SUPPLIED PASSAGE -
▽
Saturday, March 24, 2018

True Fidelity


Image result for heart clipart freePhysical intimacy is a crucial part of marriage. It can and should be a beautiful expression of love between husband and wife that strengthens the bonds of marriage. When people think of infidelity,they think almost exclusively of the physical relationship. However, this is not the only way to be unfaithful to your spouse. In an article by Kenneth W. Matheson, a professor from the School of Social Work at Brigham Young University, he describes two other forms of infidelity: emotional and spiritual.


Emotional Fidelity
"Fidelity includes refraining from physical contact--but that is not all. Fidelity also means complete commitment, trust, and respect husband and wife. . . Emotional infidelity. . .occurs when emotions and thoughts are focused on someone other than [your] spouse. . . it occurs gradually--often imperceptibly at first. This is one reason why those involved often feel innocent of any wrongdoing" (Matheson, p. 14, 2009).


For example, if you find yourself confiding with someone of the opposite sex at work, instead of talking to your husband or wife about the issue, you send personal emails to that person, or you go to lunch one-on-one with that person, you may be on the path to emotional infidelity. While of course it is appropriate to cultivate friendships at the workplace, you must be careful not to put more value on those friendships than you do on your relationship with your spouse.
△
DATASET SECTION -
▽
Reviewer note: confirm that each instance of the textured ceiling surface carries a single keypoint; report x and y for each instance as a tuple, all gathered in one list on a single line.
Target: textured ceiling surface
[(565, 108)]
△
GIVEN TASK 1 - The post on marital fidelity above lists behaviors that may put someone on the path to emotional infidelity. List each behavior it gives.
GIVEN TASK 2 - Reproduce the part of the post on marital fidelity starting with "True Fidelity" and going on through "emotional and spiritual.", matching every word and mark.
GIVEN TASK 3 - Extend the post on marital fidelity, picking up right after its final sentence.

EXERCISE RESPONSE 1 -
- Confiding in someone of the opposite sex at work instead of talking to your husband or wife about the issue
- Sending personal emails to that person
- Going to lunch one-on-one with that person

EXERCISE RESPONSE 2 -
True Fidelity


Image result for heart clipart freePhysical intimacy is a crucial part of marriage. It can and should be a beautiful expression of love between husband and wife that strengthens the bonds of marriage. When people think of infidelity,they think almost exclusively of the physical relationship. However, this is not the only way to be unfaithful to your spouse. In an article by Kenneth W. Matheson, a professor from the School of Social Work at Brigham Young University, he describes two other forms of infidelity: emotional and spiritual.

EXERCISE RESPONSE 3 -
Spiritual Fidelity
In the Church of Jesus Christ of Latter-day Saints, as well as many other faiths, solemn vows are taken when two people wed. In the LDS faith, couples make serious commitments called covenants in sacred temples. "Spiritual fideltiy causes us to consider the sacred covenants we have made. . . and how the very nature of our thoughts and deeds can undermine those covenants. . . If a person is unfaithful spiritually he or she is not honoring temple covenants even though [no] physical acts of intimacy [have been committed]" (Matheson, p. 15, 2009)

If you're unsure whether you have crossed the line into emotional and spiritual infidelity, here are some questions Professor Matheson asks you to consider:
  • Are you turning to your friend for comfort rather than turning to your spouse?
  • Do you find yourself thinking about your friend even when you're at home/
  • Do you seek opportunities to be with your friend even when work doesn't require you to be together?
  • Do you email and text your friend when you're not together?
  • Have you told your spouse about these messages?
  • Do you compare your spouse to your friend?
  • Would you be uncomfortable introducing your spouse to your friend?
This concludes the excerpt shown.